>> Start Data excerpts

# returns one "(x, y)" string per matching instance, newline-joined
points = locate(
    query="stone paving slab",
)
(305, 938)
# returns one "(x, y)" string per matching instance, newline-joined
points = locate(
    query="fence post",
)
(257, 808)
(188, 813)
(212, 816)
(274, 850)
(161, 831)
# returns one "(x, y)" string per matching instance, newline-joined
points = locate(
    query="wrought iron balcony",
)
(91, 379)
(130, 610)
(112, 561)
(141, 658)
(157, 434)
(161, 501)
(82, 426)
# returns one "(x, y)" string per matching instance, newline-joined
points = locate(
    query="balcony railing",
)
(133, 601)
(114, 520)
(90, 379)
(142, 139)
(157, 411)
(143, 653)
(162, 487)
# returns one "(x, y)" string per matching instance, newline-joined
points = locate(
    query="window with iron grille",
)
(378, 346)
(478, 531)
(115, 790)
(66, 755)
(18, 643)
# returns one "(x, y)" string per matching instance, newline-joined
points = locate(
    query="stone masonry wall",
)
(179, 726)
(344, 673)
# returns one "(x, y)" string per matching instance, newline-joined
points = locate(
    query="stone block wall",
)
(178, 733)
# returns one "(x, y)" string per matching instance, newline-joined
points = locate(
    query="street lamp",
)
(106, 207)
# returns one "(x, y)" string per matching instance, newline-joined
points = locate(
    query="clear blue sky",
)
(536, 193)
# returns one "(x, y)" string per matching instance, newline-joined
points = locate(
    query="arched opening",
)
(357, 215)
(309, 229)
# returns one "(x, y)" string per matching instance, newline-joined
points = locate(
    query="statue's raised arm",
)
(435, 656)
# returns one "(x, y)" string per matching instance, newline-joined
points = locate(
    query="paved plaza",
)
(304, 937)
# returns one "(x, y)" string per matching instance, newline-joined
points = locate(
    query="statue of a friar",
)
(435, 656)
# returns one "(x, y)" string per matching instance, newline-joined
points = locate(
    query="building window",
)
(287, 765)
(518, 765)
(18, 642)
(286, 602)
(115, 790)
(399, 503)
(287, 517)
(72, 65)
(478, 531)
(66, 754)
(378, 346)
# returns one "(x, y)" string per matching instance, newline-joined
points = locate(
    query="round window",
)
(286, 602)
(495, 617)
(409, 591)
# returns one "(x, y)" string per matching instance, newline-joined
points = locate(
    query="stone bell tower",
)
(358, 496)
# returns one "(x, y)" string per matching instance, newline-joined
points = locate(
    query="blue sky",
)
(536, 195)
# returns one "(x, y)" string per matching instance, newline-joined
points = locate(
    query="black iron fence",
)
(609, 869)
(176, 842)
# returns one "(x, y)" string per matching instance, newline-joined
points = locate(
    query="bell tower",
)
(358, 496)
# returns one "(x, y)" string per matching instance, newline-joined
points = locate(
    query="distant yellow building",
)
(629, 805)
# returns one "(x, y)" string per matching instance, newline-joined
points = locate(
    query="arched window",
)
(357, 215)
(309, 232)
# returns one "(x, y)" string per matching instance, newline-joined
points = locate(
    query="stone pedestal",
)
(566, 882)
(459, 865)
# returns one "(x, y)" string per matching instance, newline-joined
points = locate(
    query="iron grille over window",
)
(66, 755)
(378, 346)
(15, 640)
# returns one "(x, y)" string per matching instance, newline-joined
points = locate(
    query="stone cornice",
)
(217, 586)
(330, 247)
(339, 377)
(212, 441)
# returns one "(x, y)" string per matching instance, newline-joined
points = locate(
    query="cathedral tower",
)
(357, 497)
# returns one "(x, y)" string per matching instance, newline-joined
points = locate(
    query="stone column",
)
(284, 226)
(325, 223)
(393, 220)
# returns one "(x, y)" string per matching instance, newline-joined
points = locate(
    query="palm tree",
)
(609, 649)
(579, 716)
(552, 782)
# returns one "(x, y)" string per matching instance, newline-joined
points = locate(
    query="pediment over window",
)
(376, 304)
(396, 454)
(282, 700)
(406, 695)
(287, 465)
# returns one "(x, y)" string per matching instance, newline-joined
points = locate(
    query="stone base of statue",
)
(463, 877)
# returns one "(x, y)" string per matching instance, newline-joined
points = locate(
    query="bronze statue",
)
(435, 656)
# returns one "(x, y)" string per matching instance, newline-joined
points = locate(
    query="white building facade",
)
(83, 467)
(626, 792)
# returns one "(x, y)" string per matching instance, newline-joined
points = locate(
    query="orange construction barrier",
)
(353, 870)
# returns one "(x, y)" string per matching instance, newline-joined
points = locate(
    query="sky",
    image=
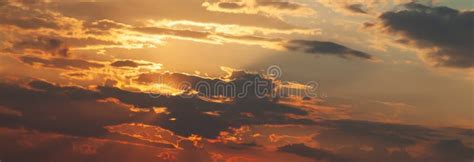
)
(161, 80)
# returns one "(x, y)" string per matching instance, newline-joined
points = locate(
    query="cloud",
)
(81, 112)
(326, 48)
(445, 33)
(314, 153)
(263, 7)
(128, 63)
(60, 63)
(40, 45)
(361, 7)
(357, 8)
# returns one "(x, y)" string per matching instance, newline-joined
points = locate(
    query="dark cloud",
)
(128, 63)
(357, 8)
(81, 114)
(60, 63)
(452, 150)
(448, 30)
(326, 48)
(314, 153)
(40, 45)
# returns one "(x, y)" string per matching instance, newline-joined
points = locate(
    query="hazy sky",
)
(383, 61)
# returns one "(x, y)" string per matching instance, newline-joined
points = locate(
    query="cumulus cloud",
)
(444, 33)
(264, 7)
(314, 153)
(361, 7)
(40, 45)
(60, 63)
(128, 63)
(326, 48)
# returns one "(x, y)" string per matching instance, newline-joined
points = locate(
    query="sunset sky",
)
(102, 80)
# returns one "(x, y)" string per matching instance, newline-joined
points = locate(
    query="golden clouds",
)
(264, 7)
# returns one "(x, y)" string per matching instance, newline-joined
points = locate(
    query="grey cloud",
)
(60, 63)
(357, 8)
(313, 153)
(42, 45)
(326, 48)
(81, 114)
(449, 30)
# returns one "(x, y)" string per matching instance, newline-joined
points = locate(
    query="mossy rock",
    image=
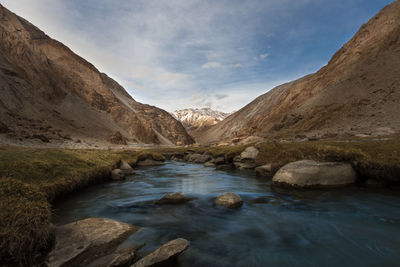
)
(25, 222)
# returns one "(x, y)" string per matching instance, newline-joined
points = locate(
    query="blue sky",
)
(201, 53)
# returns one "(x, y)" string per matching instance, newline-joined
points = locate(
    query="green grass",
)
(32, 178)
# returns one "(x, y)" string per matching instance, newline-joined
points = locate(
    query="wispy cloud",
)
(211, 65)
(165, 52)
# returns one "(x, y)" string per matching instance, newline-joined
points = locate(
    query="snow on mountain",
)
(193, 119)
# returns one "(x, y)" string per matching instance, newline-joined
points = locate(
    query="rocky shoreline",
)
(297, 174)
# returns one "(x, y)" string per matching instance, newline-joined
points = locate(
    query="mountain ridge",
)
(355, 93)
(48, 90)
(196, 120)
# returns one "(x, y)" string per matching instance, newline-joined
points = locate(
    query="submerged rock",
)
(229, 200)
(264, 170)
(116, 138)
(150, 162)
(81, 242)
(245, 164)
(173, 198)
(197, 158)
(119, 258)
(224, 167)
(164, 254)
(209, 164)
(219, 160)
(126, 168)
(309, 173)
(117, 175)
(249, 153)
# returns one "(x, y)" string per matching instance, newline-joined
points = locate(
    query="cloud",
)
(154, 48)
(211, 65)
(221, 96)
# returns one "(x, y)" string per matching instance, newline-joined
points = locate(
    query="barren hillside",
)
(48, 93)
(357, 92)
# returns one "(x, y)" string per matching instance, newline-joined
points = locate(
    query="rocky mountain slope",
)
(195, 118)
(357, 92)
(50, 94)
(196, 121)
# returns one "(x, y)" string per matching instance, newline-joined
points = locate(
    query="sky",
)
(221, 54)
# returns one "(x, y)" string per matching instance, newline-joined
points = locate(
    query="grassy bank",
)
(32, 178)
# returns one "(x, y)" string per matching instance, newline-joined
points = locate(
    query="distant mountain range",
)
(356, 93)
(50, 94)
(195, 120)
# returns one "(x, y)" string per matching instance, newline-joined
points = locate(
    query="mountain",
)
(196, 120)
(357, 92)
(50, 93)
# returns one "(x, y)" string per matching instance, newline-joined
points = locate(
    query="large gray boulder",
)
(264, 170)
(245, 164)
(150, 162)
(117, 175)
(126, 168)
(164, 254)
(197, 158)
(309, 173)
(81, 242)
(173, 198)
(229, 200)
(249, 153)
(247, 159)
(119, 258)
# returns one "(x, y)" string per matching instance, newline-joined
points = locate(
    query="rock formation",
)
(357, 92)
(48, 90)
(198, 120)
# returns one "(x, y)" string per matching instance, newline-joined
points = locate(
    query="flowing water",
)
(344, 227)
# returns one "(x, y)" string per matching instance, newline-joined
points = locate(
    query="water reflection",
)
(275, 227)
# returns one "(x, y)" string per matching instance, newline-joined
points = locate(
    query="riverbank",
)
(32, 178)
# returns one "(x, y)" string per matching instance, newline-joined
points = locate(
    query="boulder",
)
(116, 138)
(3, 128)
(166, 253)
(249, 153)
(209, 164)
(117, 175)
(224, 167)
(245, 164)
(173, 198)
(229, 200)
(219, 160)
(82, 242)
(198, 158)
(119, 258)
(309, 173)
(150, 162)
(126, 168)
(264, 170)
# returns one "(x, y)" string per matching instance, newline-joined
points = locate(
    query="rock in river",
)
(229, 200)
(81, 242)
(117, 175)
(309, 173)
(264, 170)
(150, 162)
(249, 153)
(164, 254)
(126, 168)
(173, 198)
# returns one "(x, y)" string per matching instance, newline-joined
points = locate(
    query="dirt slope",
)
(49, 93)
(357, 92)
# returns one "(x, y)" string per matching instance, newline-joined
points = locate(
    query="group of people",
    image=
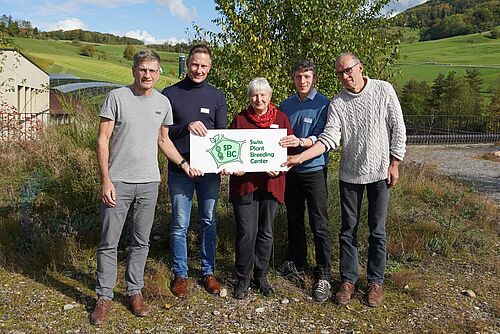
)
(136, 120)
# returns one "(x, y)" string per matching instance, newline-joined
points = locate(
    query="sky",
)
(152, 21)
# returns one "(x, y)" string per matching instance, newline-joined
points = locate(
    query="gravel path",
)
(463, 161)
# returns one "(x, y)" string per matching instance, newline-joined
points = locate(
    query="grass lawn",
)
(63, 57)
(425, 60)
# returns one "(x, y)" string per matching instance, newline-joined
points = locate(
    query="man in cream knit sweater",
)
(366, 116)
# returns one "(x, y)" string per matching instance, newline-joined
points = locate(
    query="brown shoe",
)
(343, 296)
(211, 284)
(179, 286)
(375, 295)
(139, 307)
(101, 310)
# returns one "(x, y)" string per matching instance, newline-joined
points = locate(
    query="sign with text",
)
(249, 150)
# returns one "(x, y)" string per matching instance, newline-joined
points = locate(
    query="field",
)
(63, 57)
(419, 61)
(425, 60)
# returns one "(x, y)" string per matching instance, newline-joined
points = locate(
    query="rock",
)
(469, 293)
(68, 307)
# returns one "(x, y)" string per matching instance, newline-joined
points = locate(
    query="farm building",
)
(24, 93)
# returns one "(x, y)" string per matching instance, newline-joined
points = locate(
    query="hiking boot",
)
(101, 310)
(321, 290)
(211, 284)
(138, 306)
(343, 296)
(241, 288)
(374, 295)
(179, 286)
(263, 286)
(288, 269)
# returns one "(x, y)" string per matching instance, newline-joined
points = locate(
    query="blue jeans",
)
(351, 196)
(181, 189)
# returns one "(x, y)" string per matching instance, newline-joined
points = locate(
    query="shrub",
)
(87, 50)
(128, 53)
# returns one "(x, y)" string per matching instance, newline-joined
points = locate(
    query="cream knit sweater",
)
(372, 129)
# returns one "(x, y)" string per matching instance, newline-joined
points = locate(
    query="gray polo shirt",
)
(134, 143)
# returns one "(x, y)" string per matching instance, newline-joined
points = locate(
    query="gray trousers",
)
(350, 202)
(142, 198)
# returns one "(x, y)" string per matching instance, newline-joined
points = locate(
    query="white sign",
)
(249, 150)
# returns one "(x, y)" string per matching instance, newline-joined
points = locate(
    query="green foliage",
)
(128, 53)
(445, 18)
(87, 50)
(448, 95)
(423, 61)
(267, 38)
(90, 37)
(495, 32)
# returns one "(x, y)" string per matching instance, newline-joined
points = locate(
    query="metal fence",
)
(452, 129)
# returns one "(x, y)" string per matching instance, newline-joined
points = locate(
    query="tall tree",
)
(266, 38)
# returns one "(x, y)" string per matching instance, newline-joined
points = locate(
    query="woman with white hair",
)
(256, 196)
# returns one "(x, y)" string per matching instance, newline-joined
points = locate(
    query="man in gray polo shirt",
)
(135, 120)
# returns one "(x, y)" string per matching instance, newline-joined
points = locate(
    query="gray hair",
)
(352, 55)
(145, 55)
(258, 84)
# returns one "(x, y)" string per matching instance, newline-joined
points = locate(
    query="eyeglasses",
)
(347, 71)
(144, 71)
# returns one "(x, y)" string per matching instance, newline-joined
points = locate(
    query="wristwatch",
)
(179, 165)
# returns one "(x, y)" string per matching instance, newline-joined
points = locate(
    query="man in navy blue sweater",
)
(196, 107)
(307, 111)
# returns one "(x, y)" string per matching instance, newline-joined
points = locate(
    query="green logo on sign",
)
(225, 150)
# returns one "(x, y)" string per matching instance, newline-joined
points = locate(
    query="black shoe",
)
(321, 290)
(241, 288)
(263, 286)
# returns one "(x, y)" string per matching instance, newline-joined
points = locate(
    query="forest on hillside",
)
(446, 18)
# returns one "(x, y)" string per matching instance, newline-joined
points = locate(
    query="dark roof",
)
(62, 76)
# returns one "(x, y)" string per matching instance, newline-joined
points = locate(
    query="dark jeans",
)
(254, 213)
(310, 188)
(351, 196)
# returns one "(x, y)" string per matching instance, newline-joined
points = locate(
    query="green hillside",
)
(425, 60)
(63, 57)
(419, 61)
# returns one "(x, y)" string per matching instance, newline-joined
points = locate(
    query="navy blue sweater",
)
(194, 102)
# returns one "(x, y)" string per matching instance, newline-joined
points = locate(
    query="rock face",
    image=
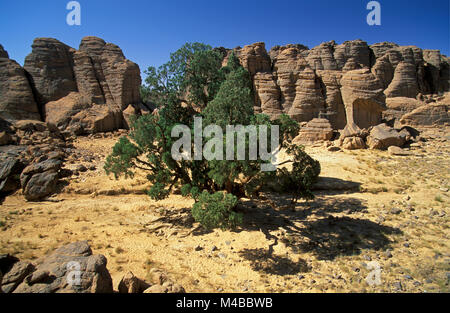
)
(318, 129)
(382, 137)
(16, 96)
(430, 114)
(346, 84)
(82, 91)
(58, 273)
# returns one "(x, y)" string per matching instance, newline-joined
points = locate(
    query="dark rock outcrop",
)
(70, 269)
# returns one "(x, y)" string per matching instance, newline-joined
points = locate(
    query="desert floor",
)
(399, 218)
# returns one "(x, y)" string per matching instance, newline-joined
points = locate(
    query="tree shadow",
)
(311, 226)
(262, 260)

>> End Data excerpts

Filter the rows above down to every line that contains the string "iron", and copy those lines. Case counts when matching.

    query="wrought iron balcony",
    query="window with iron grille",
    query="black iron fence",
    query="iron grille over window",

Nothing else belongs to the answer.